**AIM**:
Which lines in the rows below contain the string "target"? Find each one and copy it out in full.

**DATA TO USE**:
>>

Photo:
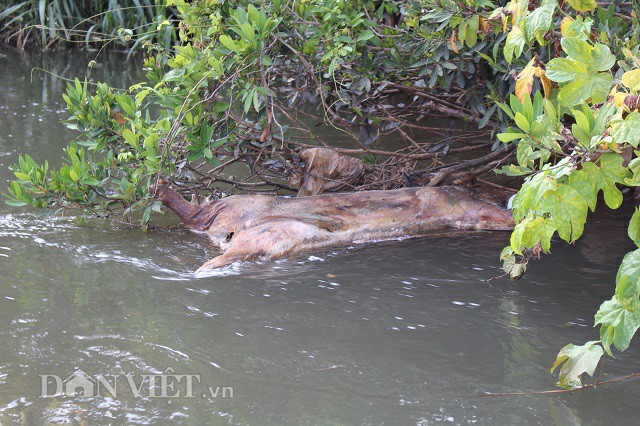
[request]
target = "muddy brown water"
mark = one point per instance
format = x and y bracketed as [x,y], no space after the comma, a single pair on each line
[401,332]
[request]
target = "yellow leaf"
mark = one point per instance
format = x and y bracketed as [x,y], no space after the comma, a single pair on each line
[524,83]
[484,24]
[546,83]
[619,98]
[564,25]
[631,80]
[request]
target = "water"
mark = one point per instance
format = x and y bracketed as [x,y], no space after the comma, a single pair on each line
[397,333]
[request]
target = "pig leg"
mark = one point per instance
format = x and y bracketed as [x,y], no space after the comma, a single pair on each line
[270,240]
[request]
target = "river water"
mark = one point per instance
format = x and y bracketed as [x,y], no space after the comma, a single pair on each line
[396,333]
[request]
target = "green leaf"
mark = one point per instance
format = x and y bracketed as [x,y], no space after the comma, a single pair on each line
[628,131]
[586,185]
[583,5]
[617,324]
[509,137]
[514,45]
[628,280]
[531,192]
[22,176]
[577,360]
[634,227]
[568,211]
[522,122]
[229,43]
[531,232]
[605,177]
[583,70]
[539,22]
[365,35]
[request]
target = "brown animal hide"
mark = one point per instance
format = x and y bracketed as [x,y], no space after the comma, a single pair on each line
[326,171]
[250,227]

<<
>>

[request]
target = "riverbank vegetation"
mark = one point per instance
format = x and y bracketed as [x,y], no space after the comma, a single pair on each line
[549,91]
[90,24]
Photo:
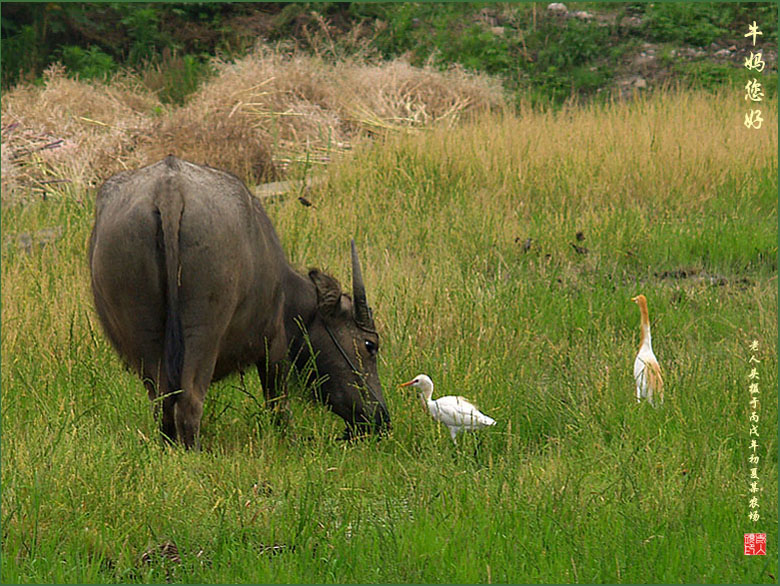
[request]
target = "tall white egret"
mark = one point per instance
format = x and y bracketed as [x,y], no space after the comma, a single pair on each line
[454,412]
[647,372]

<<
>>

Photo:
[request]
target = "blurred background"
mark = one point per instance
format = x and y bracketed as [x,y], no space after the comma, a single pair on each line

<<

**TASK SOLUTION**:
target = "muddy brown water"
target = "yellow leaf"
target = "water"
target = "pig leg"
target = "river water"
target = "green leaf"
target = "brown animal hide"
target = "riverbank vegetation"
target = "tall white egret"
target = "blurred background"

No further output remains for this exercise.